WHAT YOU WILL DO »
**a.** Transcribe the passage of the BBC strike article from "Executives hope that" up to and including "comedy and documentary.".
**b.** Based on the BBC strike article, explain in one to three sentences why Radio 4 and 5 Live were among the services hit hardest by the strike.

EXCERPTED PASSAGE »
⁂

But union leaders insisted that a longer stoppage, scheduled for next Tuesday, would go ahead unless Thompson agreed to "meaningful negotiations". The next stoppages are scheduled for May 31 and June 1, with the fourth strike day yet to be disclosed.

The three unions behind yesterday's strike claimed the strike was the "most successful in BBC's history" as it affected 95 per cent of all production activity with between 13,000 and 15,000 employees not reporting for duty, The Guardian newspaper reported.

But the BBC claimed that 10,500 staff out of a total of 17,000 expected to work had turned up. Thompson seemed determined to implement his plans to cut around 4,000 jobs and slash 15 per cent from budgets in an effort to save 355 million pound sterlings annually.

In the news division and some regional newsrooms, only a handful came to work but in other departments like marketing and human resources, more than 90 per cent worked, the network said.

Executives hope that the employees' anger will die down and they will lose the stomach for two more days without pay. However, Luke Crawley, national official of the broadcasting union Bectu, told the paper "They'll get a big shock next week. People are determined to get something out of this."

Every BBC service was affected yesterday but those that rely on live programmes and news coverage such as Radio 4 and 5 Live were the worst hit. Listeners were treated to a day of repeats, with jazz, comedy and documentary.

"This is the worst disruption at the BBC for over a decade." Paul Mason, who works on 'Newsnight' and represents another of the striking unions, the National Union of Journalists, said.

"It matters because broadcasting excellence, programme quality and journalistic integrity - all of the values the BBC strives for - are at risk if these cuts go ahead as proposed," Brendan Barber, TUC general secretary, told The Guardian.

Hardly any big name news presenters turned up, with John Humphrys, Jeremy Paxman, Fiona Bruce and Natasha Kaplinsky among those absent.

'News 24' presenter Susan Osman presented several news bulletins throughout the day, including the 'One O'Clock News', while Akhtar Khan from 'Fast Track' anchored 'BBC Breakfast' and BBC World's Stephen Cole presented the 'Six O'Clock News'.

The staff protested the cuts proposed by Thompson and senior executives saying they will mean "the beginning of the end for the BBC" and will reduce quality while undermining the case of the licence fee.

⁂

DATA »
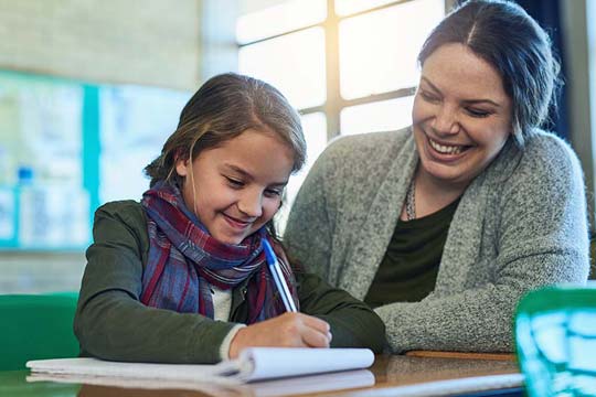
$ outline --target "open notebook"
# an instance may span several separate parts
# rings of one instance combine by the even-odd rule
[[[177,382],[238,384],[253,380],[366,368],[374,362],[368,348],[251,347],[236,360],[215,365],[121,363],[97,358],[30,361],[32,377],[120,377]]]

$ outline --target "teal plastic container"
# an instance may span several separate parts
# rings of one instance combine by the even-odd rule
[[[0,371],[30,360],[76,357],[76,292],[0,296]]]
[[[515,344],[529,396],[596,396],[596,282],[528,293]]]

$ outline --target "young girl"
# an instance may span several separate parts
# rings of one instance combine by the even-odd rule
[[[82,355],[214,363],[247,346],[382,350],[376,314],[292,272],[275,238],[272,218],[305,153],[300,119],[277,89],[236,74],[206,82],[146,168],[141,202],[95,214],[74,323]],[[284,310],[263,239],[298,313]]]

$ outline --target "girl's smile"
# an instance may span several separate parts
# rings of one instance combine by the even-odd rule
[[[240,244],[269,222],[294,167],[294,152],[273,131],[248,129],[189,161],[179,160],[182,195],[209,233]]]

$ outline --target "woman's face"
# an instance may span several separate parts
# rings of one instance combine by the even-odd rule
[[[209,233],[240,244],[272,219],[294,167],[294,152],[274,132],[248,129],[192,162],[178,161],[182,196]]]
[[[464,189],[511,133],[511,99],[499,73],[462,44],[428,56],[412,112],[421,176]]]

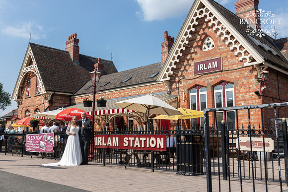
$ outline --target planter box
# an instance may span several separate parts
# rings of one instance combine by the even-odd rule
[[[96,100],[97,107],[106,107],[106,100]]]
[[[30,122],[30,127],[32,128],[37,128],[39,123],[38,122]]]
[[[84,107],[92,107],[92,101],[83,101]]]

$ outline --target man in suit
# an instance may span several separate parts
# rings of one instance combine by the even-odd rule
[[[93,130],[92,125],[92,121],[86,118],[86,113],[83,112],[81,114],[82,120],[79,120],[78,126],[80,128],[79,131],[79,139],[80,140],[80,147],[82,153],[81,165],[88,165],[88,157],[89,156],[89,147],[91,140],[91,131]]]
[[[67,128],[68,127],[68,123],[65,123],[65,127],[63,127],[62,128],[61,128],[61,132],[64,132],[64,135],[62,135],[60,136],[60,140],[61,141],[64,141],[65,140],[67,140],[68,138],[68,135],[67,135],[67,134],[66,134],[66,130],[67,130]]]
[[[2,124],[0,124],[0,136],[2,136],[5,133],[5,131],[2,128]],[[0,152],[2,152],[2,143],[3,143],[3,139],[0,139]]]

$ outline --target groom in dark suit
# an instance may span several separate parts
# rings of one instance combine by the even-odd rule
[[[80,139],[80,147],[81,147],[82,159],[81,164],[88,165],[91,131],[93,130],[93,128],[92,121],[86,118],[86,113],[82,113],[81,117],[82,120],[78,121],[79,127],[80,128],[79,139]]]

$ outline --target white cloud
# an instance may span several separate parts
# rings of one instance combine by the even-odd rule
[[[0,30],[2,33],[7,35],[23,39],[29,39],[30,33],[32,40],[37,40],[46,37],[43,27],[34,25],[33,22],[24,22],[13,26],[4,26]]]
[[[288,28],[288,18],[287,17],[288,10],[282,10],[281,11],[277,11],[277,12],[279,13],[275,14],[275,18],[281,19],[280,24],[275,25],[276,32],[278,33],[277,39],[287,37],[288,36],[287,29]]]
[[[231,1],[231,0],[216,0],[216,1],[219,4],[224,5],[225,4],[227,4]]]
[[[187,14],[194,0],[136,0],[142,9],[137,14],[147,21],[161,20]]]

⁂

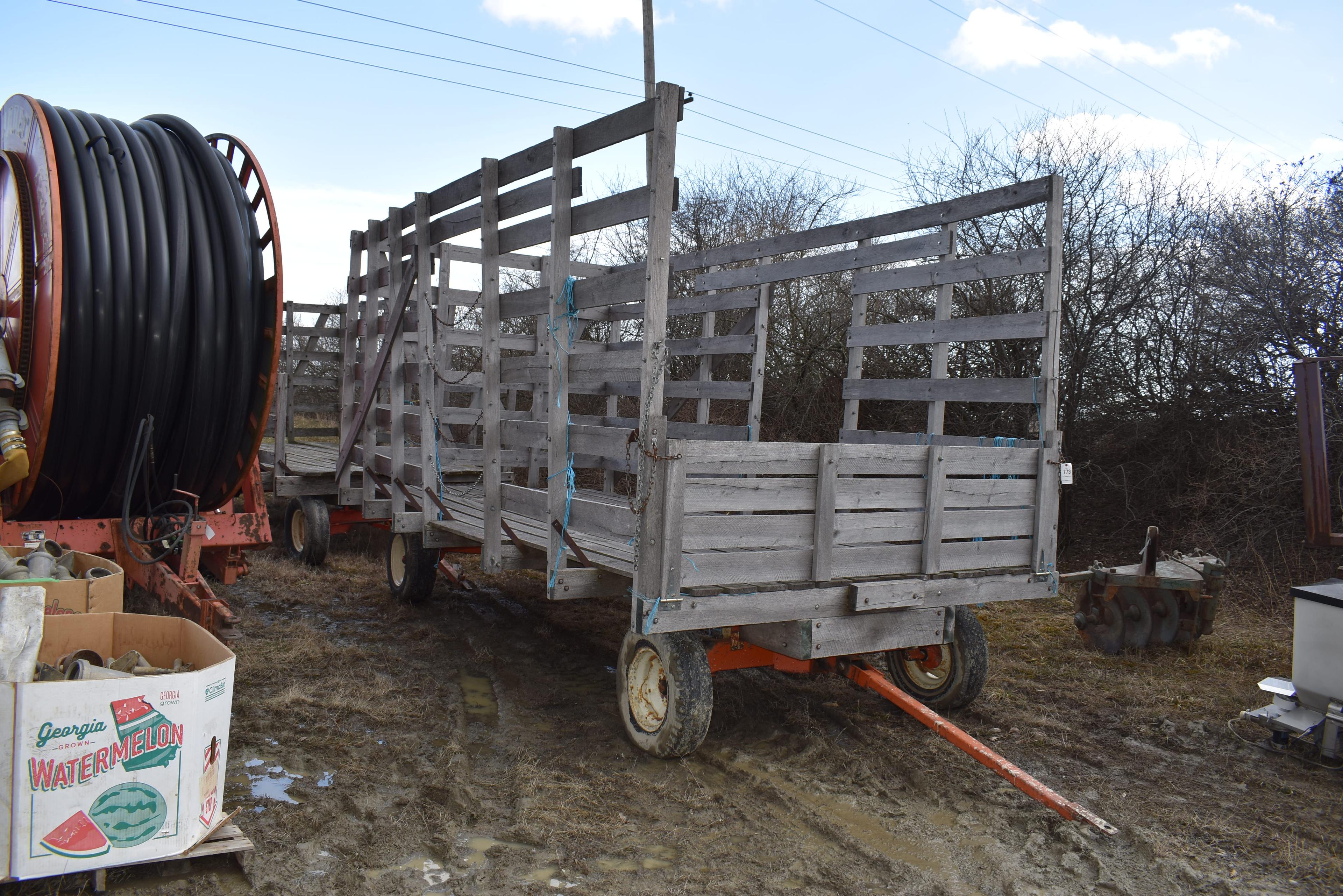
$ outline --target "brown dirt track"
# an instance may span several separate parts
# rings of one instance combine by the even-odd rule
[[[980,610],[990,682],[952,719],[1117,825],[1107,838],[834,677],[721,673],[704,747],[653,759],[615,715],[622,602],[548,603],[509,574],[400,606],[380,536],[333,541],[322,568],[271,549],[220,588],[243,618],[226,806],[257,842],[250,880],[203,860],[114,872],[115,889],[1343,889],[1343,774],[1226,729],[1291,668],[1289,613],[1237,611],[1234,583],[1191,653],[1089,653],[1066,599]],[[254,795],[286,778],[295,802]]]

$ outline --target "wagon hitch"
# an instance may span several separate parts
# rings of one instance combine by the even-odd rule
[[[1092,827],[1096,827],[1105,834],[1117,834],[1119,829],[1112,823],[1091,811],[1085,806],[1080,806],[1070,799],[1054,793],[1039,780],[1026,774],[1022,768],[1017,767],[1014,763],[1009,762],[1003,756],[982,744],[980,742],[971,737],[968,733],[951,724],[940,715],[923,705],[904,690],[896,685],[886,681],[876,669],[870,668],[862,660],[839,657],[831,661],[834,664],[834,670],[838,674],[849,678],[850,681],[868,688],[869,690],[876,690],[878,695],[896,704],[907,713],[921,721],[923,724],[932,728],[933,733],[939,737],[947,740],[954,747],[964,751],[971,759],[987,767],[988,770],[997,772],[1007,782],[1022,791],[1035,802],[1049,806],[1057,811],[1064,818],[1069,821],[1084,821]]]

⁂

SOLUTIONS FOR EACH TASK »
**a.**
Executives hope that the employees' anger will die down and they will lose the stomach for two more days without pay. However, Luke Crawley, national official of the broadcasting union Bectu, told the paper "They'll get a big shock next week. People are determined to get something out of this."

Every BBC service was affected yesterday but those that rely on live programmes and news coverage such as Radio 4 and 5 Live were the worst hit. Listeners were treated to a day of repeats, with jazz, comedy and documentary.

**b.** Radio 4 and 5 Live rely on live programmes and news coverage, so they were the worst hit of all the BBC services. Their listeners got a day of repeats, with jazz, comedy and documentary.